Petite tâche 1:
Dans l'extrait fourni sur Ulysse Malassagne, quelle auteure participe à la rubrique Coup de cœur/Coup de gueule ?
Petite tâche 2:
Veuillez poursuivre l'extrait fourni sur Ulysse Malassagne après sa dernière phrase.

Extrait fourni:
────────────────────────────────────────
Aujourd’hui, c’est Ulysse Malassagne que nous recevons. Le premier tome de sa BD Le collège noir m’a beaucoup plu (je vous en parle bientôt) et j’avais envie d’en savoir plus sur lui. Ensuite, c’est à l’auteure Coline Pierré que j’ai demandé de participer à la rubrique Coup de cœur/Coup de gueule. Bon mercredi à vous !
L’interview du mercredi : Ulysse Malassagne
Comment est né Le collège noir ?
────────────────────────────────────────
Données:
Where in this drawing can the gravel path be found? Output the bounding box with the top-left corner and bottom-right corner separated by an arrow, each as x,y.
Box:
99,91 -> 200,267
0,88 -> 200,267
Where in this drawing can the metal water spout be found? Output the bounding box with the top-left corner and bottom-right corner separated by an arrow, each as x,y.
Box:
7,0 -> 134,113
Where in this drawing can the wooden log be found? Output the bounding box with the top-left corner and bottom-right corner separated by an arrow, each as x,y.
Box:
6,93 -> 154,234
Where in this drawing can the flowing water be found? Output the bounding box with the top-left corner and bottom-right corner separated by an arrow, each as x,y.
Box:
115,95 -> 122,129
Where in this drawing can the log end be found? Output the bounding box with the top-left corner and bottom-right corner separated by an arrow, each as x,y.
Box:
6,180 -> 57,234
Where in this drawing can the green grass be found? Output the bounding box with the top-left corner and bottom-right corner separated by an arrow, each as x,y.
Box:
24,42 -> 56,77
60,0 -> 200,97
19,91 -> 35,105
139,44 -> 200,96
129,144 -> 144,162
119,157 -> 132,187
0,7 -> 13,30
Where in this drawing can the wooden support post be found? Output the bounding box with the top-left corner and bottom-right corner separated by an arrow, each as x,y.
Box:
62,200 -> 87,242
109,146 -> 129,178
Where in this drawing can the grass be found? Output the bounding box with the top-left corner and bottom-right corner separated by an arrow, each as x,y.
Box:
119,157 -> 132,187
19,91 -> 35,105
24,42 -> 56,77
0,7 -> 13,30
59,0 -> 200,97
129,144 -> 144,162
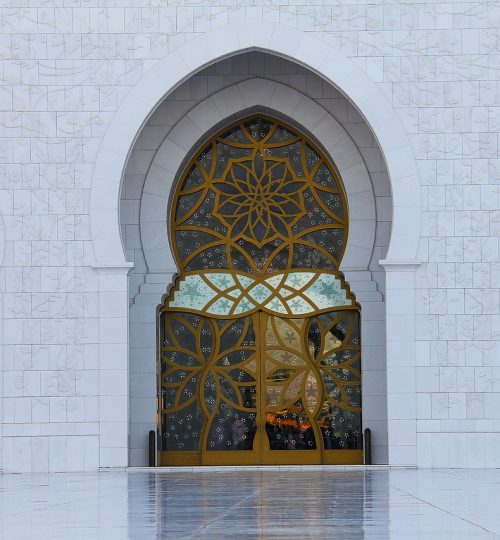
────────────────────────────────────────
Résultat 1:
Coline Pierré.

Résultat 2:
Avec Le Collège Noir, j’ai lié deux projets, celui de raconter mes souvenirs de collège, et celui de raconter une histoire de sorcellerie. J’ai toujours beaucoup aimé les nouvelles fantastiques de Lovecraft, ou de Maupassant. Les histoires de cette époque sont souvent écrites à la première personne, avec un souci d’authenticité qui pourrait les faire passer pour des anecdotes réellement vécues par leurs auteurs. L’idée se prêtait donc bien à être mélangée avec des éléments autobiographiques, d’autant que dans la région d’où je viens, encore très rurale, la sorcellerie et les lieux chargés de mysticisme sont encore présents.
L’histoire est assez terrifiante, vous aviez envie de jouer avec les peurs des enfants ?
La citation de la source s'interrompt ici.